Every line of the material that holds "step" should be counted; give the number and nothing more.

## Data under study
▬▬▬▬▬▬
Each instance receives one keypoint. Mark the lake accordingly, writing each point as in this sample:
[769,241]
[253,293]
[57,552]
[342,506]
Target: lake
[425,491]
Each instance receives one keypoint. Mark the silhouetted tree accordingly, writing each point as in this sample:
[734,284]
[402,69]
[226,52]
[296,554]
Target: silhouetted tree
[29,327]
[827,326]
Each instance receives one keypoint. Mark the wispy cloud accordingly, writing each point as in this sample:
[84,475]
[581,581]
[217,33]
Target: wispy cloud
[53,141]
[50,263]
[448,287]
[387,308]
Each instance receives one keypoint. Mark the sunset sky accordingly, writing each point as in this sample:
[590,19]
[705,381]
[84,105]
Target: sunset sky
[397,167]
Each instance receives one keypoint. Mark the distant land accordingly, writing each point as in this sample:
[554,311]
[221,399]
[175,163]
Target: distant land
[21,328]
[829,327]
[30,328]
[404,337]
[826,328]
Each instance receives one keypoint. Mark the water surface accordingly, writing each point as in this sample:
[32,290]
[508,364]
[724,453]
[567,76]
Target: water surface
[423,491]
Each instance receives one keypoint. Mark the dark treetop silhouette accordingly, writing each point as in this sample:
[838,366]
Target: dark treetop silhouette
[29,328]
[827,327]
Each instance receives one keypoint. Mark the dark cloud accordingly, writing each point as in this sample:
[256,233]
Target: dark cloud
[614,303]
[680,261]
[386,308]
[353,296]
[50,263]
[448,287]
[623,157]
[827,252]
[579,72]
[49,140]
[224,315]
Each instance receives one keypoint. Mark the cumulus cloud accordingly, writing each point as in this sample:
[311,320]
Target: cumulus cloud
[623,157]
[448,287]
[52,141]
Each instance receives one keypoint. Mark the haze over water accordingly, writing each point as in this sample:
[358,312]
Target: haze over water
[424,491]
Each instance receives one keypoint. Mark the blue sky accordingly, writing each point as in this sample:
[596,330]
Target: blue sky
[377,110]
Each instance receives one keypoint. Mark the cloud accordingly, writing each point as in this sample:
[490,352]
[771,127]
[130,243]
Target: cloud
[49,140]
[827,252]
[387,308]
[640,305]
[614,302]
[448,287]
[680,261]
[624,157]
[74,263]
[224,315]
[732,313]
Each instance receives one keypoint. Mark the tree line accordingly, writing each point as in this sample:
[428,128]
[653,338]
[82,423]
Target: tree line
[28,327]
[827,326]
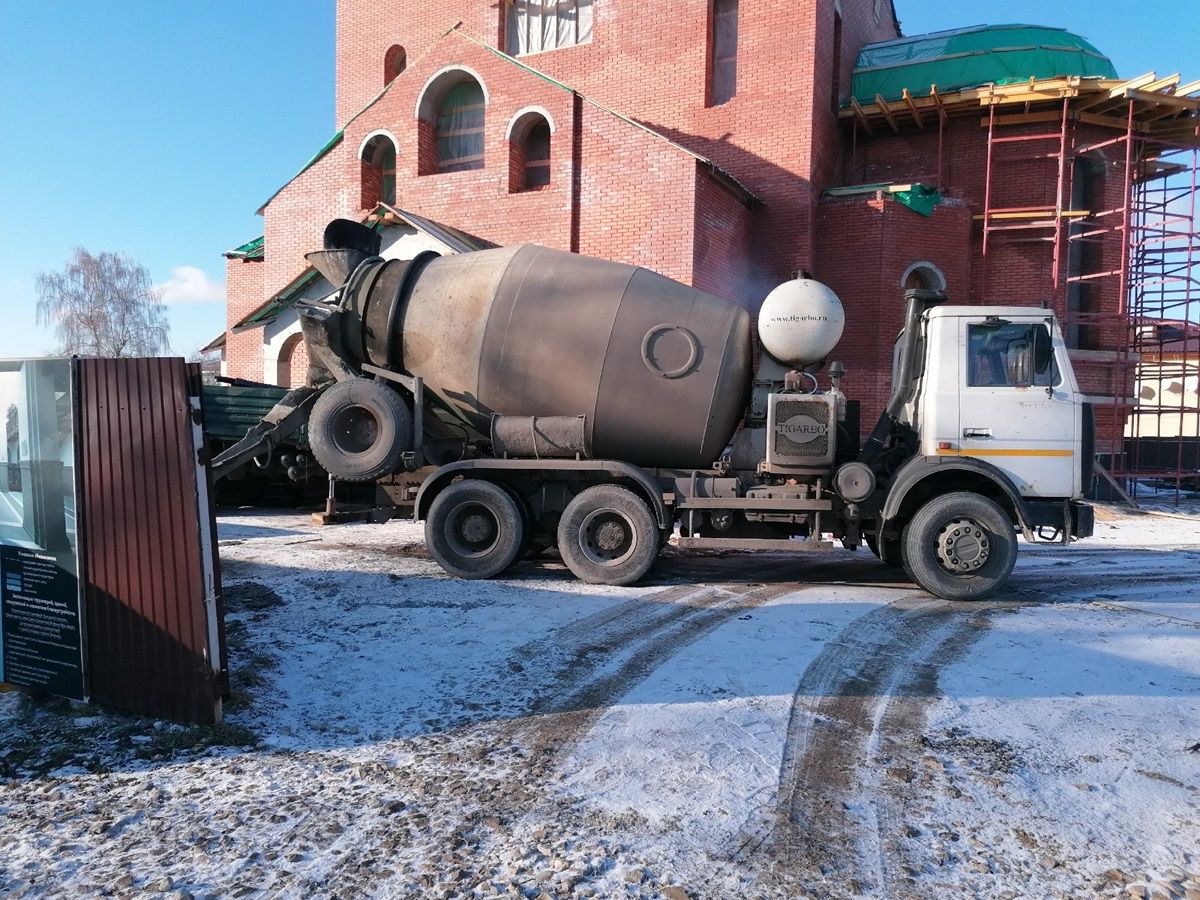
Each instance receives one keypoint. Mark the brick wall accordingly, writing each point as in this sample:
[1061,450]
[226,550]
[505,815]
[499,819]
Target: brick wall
[244,294]
[616,191]
[864,247]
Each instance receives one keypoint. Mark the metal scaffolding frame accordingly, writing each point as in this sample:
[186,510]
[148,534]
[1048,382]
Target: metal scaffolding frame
[1146,273]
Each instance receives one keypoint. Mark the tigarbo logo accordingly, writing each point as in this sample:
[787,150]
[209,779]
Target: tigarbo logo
[802,429]
[795,317]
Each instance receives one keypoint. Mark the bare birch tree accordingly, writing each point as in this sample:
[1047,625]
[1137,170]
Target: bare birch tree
[103,305]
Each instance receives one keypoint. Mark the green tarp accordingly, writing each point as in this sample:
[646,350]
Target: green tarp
[919,198]
[967,58]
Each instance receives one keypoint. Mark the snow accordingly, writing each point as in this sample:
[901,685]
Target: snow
[741,725]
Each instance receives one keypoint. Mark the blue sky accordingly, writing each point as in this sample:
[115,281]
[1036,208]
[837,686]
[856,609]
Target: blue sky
[157,129]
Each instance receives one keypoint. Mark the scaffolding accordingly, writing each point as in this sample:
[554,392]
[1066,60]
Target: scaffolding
[1121,221]
[1093,183]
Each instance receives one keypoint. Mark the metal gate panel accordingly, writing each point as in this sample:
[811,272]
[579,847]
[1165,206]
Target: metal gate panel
[151,583]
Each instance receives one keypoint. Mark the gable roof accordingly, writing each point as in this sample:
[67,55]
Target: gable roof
[381,216]
[720,174]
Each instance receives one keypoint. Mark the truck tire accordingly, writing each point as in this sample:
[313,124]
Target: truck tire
[960,546]
[607,535]
[474,529]
[359,429]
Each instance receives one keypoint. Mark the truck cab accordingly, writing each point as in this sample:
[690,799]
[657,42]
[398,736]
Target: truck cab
[997,387]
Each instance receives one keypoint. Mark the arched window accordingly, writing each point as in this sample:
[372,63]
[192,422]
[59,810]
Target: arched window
[460,127]
[529,145]
[378,157]
[394,63]
[292,370]
[923,276]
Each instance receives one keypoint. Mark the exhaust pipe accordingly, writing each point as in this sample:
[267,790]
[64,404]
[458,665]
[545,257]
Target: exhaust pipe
[916,304]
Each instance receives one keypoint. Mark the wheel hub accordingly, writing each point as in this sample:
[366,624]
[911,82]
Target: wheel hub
[475,528]
[963,546]
[606,538]
[609,537]
[472,529]
[355,430]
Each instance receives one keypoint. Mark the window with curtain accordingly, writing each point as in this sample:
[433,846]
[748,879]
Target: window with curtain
[378,172]
[538,25]
[460,129]
[535,149]
[394,63]
[723,54]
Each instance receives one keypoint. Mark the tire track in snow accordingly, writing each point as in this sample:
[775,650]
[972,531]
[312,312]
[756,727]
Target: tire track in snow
[832,820]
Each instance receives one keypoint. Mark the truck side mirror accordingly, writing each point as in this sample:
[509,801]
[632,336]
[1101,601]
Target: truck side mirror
[1043,349]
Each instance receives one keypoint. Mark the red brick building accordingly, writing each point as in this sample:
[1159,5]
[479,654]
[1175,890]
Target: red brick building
[725,144]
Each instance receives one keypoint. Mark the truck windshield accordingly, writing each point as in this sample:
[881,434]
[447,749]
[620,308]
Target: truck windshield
[1006,355]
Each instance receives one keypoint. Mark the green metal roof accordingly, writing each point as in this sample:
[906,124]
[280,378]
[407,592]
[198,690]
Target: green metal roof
[970,57]
[279,303]
[316,157]
[250,250]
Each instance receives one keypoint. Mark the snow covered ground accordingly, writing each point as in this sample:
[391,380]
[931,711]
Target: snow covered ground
[737,726]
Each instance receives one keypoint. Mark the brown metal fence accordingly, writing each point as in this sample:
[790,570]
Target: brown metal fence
[148,540]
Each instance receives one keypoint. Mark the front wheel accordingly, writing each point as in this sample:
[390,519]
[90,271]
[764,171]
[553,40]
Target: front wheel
[960,546]
[607,535]
[474,529]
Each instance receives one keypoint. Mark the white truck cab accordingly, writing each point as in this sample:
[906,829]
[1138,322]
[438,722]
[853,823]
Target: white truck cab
[997,387]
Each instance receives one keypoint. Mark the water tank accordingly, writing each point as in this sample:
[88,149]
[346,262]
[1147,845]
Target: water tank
[801,322]
[659,370]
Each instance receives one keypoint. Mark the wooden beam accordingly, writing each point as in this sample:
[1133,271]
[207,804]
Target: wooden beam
[1109,121]
[1169,82]
[1165,100]
[912,108]
[1042,214]
[861,115]
[887,113]
[1024,119]
[1119,91]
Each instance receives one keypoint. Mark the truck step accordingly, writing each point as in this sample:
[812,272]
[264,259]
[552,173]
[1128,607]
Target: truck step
▬▬▬▬▬▬
## Solution for this problem
2